### [Your objective]
Please answer these questions about the racing story below.
(a) What letters were on the badge pinned to Jim Fitzgerald's lapel, and what did they stand for?
(b) At which track were the 1980 Runoffs held?
(c) Who was the fastest qualifier, and what car did he drive?

### [Document passage]
○ ○ ○
Story by Preston Lerner • Photography by Kristina Cilia • Historic Photography Courtesy Z Car Garage
Jim Fitzgerald didn’t need a nametag at Nissan’s traditional Runoffs dinner. Jovial and larger than life, Fitzy was a well-known character in club racing, and as a past national champion in a Datsun Roadster, he was Nissan royalty. Still, a badge was pinned on his lapel when he arrived: “DH,” it said in large letters. For “designated hitter.”
The year was 1980. The place was Road Atlanta.
Although it’s hard to imagine now, when amateur racing sanctioning bodies are thicker on the ground than mushrooms after a prolonged rain, the SCCA used to be the only game in town, and carmakers treated the Runoffs like a Big Deal. Nissan had dominated the C Production class for 10 years with various iterations of Z-cars, the streak started by John Morton in the famed BRE Datsun 240Z back in 1970. This time around, six 280ZXs had qualified in the top 10 in the hands of Datsun diehards such as Bob Leitzinger, Logan Blackburn, some dude named Paul L. Newman in a Bob Sharp entry, and Fitzy on the outside pole.
But the fastest qualifier was a seemingly obsolete E-type Jaguar driven by Freddy Baker, and it was Fitzy’s job to make sure the Jag didn’t run away and hide. The designated hitter, get it?
○ ○ ○
### [Provided material]
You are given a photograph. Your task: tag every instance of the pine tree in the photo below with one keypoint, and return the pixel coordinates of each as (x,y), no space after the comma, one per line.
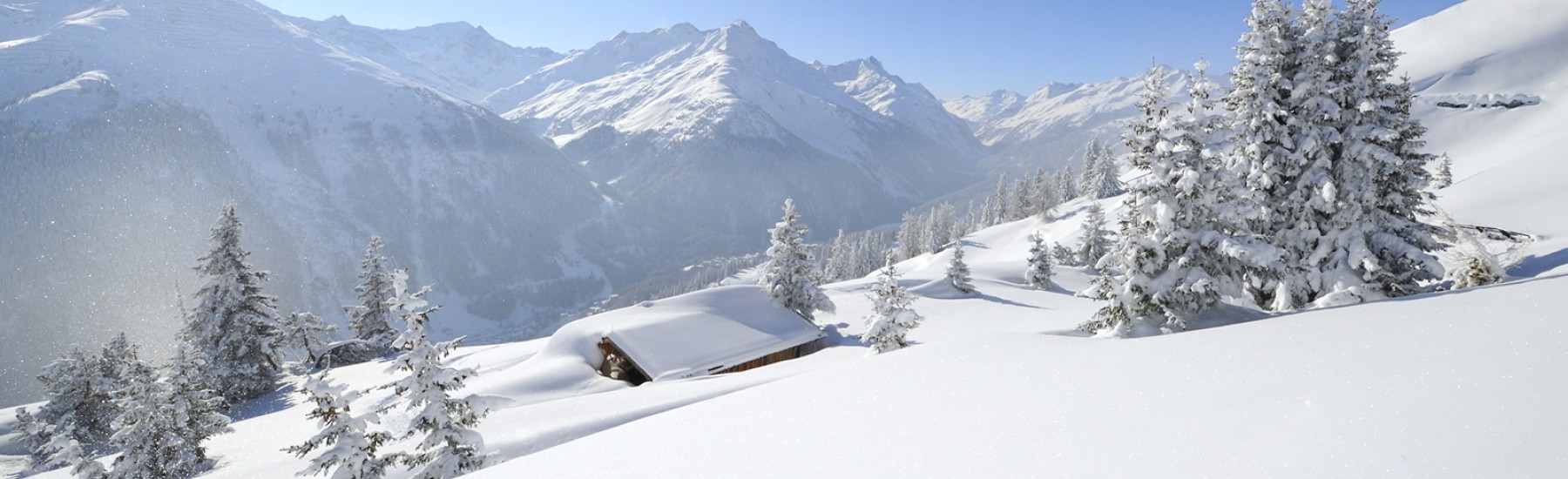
(1038,273)
(1093,243)
(166,422)
(791,274)
(305,332)
(1262,139)
(1064,255)
(450,445)
(80,412)
(1003,200)
(1046,194)
(234,326)
(1175,253)
(1385,139)
(31,434)
(1099,172)
(1066,184)
(348,449)
(1444,176)
(370,320)
(891,316)
(1111,320)
(911,232)
(958,271)
(1023,199)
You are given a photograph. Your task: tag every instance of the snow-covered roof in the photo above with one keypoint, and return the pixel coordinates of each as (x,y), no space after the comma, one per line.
(697,334)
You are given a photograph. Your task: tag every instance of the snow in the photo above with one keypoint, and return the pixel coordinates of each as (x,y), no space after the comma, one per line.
(1458,384)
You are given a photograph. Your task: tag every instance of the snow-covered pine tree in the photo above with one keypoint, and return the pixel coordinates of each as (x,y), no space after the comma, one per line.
(1112,320)
(1066,184)
(891,318)
(370,320)
(1175,253)
(1385,139)
(234,326)
(1046,194)
(78,410)
(306,334)
(1264,141)
(450,445)
(1038,273)
(348,448)
(1099,172)
(958,271)
(1023,198)
(31,434)
(1001,199)
(1093,243)
(909,235)
(1444,176)
(791,274)
(70,451)
(1064,255)
(165,422)
(839,257)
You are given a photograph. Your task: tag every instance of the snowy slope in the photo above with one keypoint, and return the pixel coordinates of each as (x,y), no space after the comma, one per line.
(701,135)
(1507,162)
(1462,384)
(456,58)
(985,108)
(125,125)
(1050,127)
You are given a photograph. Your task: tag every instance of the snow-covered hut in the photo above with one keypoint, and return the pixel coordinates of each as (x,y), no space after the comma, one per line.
(715,331)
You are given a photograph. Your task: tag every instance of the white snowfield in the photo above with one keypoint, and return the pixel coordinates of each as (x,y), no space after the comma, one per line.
(1458,384)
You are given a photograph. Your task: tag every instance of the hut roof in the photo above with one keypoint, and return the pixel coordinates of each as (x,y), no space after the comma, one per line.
(697,334)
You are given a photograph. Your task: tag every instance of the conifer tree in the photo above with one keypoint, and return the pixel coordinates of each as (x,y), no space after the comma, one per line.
(80,406)
(958,271)
(305,332)
(1003,200)
(1099,172)
(1066,184)
(1038,273)
(1064,255)
(1444,176)
(1046,194)
(891,318)
(1093,243)
(791,274)
(839,259)
(1111,320)
(370,320)
(450,447)
(234,326)
(348,449)
(1385,139)
(1175,253)
(31,434)
(166,422)
(1260,105)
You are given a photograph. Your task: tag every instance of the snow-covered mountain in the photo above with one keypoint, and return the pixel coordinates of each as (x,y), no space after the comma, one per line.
(125,125)
(456,58)
(985,108)
(1505,160)
(1457,384)
(1050,127)
(711,131)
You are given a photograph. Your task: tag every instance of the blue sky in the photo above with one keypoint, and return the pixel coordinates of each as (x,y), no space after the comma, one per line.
(952,47)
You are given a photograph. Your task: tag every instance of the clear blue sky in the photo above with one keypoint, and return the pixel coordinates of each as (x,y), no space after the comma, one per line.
(952,47)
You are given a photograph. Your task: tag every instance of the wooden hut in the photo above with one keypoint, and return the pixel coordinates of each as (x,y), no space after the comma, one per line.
(709,332)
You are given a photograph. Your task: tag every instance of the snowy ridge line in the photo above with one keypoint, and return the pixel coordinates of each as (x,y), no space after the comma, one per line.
(1482,100)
○ ○ ○
### [Answer in full]
(a) "DH," for "designated hitter."
(b) Road Atlanta.
(c) Freddy Baker, in an E-type Jaguar.